Problems to work on:
1 > In the Seeley conversion passage, why did the writer want one of the Seeley air conditioning motors?
2 > Can you return the stretch of the Seeley conversion passage from "Upon chatting to" through "to have one........"?

Passage:
** begin **

How to convert a seeley into a robust turbine unit



Well the dust had settled on the AWP debarkle, and it was time to ponder the good points of the rotary drum design, which the AWP epitomizes. I liked the simplicity and robust construction, the high voltage system and the transformer coupling to the batteries..... I was hooked.

Upon chatting to Bryan and Bruce in the IRC, I learned that the Seeley air conditioning motors which had appeared some time earlier on both fieldlines and backshed.com could be obtained locally (In Australia) for less than $50.00 AUD..........I had to have one........

So A few phone calls later one was on the way from Dennis.

The post office called and I scuttled into town on a Friday afternoon and picked it up. Well you know the story, couldn't get it out of the box quick enough and soon it stood on the floor in pieces.







It was at this point that I decided that the motor had no future as a wind genny, unless we throw all of it out but keep the stator...... so into the pile of junk it went, but the stator was a thing of beauty and simplicity, and was destined to fly.... just had that feel.

** end **

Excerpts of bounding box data
** begin **

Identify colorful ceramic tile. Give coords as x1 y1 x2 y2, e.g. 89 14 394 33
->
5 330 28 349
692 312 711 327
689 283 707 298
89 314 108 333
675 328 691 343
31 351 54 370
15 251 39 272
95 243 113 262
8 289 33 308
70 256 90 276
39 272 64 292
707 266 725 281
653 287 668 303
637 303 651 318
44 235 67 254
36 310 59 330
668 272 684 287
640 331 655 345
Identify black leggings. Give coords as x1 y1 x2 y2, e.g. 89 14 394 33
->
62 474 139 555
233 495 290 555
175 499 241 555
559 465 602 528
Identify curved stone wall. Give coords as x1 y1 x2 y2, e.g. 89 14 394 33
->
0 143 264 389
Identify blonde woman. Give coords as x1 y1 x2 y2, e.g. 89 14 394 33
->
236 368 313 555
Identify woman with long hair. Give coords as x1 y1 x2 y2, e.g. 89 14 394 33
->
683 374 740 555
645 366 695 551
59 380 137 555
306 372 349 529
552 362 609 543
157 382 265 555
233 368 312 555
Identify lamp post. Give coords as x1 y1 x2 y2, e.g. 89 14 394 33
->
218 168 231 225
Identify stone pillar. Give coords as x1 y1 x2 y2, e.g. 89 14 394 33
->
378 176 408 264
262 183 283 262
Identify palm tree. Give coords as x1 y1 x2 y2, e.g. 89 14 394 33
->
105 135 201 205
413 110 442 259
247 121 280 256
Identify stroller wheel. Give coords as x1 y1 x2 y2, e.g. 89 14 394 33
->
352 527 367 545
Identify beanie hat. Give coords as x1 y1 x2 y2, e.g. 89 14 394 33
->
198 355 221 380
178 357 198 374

** end **
** begin **

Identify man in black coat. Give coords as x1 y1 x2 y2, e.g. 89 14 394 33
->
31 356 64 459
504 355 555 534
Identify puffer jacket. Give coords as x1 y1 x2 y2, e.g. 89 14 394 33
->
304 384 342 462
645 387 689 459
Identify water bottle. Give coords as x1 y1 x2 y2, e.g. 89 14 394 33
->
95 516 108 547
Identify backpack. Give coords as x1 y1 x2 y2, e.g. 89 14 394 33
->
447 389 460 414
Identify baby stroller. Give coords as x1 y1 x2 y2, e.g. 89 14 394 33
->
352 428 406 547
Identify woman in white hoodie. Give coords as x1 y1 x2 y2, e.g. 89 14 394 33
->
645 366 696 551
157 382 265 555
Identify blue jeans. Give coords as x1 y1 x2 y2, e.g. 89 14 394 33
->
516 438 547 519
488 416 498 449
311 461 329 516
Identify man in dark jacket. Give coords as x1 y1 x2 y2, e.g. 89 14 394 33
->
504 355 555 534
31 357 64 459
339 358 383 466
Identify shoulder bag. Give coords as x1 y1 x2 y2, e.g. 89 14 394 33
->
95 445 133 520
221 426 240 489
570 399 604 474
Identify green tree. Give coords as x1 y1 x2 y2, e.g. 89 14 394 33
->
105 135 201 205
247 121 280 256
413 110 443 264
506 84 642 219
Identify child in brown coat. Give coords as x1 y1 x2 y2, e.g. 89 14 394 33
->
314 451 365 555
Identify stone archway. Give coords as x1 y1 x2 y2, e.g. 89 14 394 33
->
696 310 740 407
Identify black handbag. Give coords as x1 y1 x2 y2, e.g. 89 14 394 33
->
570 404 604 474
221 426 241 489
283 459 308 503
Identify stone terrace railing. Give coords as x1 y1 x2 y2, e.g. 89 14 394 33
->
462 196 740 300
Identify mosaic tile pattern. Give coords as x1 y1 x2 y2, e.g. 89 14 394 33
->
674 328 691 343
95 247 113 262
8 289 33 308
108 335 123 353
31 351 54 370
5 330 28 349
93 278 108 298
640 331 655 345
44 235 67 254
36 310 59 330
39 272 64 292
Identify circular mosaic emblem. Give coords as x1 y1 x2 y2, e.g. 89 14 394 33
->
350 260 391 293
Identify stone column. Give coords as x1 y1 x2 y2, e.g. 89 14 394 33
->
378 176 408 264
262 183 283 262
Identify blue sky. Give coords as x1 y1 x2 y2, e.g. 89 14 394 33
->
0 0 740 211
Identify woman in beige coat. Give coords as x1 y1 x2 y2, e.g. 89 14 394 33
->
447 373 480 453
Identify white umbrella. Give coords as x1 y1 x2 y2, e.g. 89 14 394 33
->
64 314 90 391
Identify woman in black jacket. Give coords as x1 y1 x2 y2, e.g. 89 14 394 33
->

** end **
** begin **

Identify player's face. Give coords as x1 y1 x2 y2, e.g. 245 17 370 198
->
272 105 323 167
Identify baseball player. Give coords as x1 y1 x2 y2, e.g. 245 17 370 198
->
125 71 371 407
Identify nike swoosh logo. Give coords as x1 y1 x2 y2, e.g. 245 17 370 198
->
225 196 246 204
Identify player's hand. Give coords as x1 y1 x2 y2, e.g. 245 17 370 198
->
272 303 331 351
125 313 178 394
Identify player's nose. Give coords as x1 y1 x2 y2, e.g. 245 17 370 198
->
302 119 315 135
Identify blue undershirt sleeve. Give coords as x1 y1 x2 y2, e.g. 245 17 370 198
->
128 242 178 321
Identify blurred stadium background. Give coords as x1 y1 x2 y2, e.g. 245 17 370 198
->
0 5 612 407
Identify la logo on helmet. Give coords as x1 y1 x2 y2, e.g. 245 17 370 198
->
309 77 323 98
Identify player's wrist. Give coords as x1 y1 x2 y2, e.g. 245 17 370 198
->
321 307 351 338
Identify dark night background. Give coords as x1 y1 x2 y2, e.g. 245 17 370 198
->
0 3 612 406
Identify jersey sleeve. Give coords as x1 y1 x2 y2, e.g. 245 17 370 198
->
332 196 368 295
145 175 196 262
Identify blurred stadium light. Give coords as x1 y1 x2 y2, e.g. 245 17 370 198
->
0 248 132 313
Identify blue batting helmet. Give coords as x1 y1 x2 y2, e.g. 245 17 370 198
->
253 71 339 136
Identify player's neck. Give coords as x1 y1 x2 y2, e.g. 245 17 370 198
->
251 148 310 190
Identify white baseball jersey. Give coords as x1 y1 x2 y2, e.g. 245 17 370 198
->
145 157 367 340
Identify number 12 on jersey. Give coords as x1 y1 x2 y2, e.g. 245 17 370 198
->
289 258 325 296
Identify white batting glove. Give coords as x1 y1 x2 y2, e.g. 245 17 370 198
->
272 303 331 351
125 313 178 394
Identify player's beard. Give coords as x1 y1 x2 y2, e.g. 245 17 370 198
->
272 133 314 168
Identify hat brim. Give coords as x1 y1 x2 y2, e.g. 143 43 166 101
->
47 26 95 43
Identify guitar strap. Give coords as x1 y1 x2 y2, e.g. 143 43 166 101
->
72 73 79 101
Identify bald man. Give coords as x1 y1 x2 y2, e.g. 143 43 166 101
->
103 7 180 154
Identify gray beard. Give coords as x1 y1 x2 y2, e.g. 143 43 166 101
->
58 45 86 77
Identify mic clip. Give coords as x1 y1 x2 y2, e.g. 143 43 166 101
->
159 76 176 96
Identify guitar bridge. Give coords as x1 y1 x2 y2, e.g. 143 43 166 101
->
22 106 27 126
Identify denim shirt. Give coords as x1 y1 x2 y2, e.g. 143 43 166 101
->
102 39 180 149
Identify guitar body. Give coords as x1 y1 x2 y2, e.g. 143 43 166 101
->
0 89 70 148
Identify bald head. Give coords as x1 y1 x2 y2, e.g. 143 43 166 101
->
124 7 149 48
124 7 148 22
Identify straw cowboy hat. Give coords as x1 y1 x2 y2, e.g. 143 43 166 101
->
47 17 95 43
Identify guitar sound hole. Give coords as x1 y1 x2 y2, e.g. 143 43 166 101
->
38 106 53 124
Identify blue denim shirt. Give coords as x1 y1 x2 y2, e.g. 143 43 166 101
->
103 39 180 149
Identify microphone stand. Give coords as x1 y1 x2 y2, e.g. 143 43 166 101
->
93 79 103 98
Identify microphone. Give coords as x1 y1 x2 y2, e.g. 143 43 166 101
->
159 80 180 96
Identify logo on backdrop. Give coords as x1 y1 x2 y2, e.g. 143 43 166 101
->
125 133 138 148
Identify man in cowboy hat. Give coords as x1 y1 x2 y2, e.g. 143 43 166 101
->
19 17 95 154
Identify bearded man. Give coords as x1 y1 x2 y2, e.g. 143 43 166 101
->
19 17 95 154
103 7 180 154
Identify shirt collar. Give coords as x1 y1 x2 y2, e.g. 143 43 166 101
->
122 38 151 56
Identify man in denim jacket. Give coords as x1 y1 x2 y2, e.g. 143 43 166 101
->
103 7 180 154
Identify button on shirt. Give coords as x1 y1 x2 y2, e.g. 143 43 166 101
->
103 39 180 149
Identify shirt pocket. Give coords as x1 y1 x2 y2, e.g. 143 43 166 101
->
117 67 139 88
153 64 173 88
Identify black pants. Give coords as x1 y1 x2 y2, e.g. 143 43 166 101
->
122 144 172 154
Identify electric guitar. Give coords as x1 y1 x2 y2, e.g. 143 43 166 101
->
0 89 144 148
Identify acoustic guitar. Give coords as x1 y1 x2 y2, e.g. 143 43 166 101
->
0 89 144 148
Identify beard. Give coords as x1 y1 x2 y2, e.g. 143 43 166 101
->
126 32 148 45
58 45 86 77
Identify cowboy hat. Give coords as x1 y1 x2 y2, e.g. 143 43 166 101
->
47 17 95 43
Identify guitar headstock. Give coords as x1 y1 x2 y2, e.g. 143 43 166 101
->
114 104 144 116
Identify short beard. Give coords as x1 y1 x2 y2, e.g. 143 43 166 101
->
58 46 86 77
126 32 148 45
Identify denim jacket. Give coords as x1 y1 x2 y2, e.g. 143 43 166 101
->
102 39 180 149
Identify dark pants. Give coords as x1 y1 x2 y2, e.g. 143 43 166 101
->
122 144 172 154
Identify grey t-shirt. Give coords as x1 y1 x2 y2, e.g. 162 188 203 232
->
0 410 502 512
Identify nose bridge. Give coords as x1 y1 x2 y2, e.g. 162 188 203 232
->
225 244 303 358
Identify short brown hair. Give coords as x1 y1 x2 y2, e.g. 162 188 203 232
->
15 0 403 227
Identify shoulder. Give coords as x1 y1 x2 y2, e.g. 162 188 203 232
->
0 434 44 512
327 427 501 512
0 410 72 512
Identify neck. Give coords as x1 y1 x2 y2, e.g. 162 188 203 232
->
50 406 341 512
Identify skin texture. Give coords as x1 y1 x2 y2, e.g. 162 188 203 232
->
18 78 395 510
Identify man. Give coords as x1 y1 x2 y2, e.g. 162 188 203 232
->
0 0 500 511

** end **

Solved problems:
1 > While chatting with Bryan and Bruce in the IRC, the writer learned that these motors could be bought locally in Australia for less than $50.00 AUD. By then the writer was already taken with the rotary drum design for its simplicity, robust construction, high voltage system and transformer coupling to the batteries.

2 >
Upon chatting to Bryan and Bruce in the IRC, I learned that the Seeley air conditioning motors which had appeared some time earlier on both fieldlines and backshed.com could be obtained locally (In Australia) for less than $50.00 AUD..........I had to have one........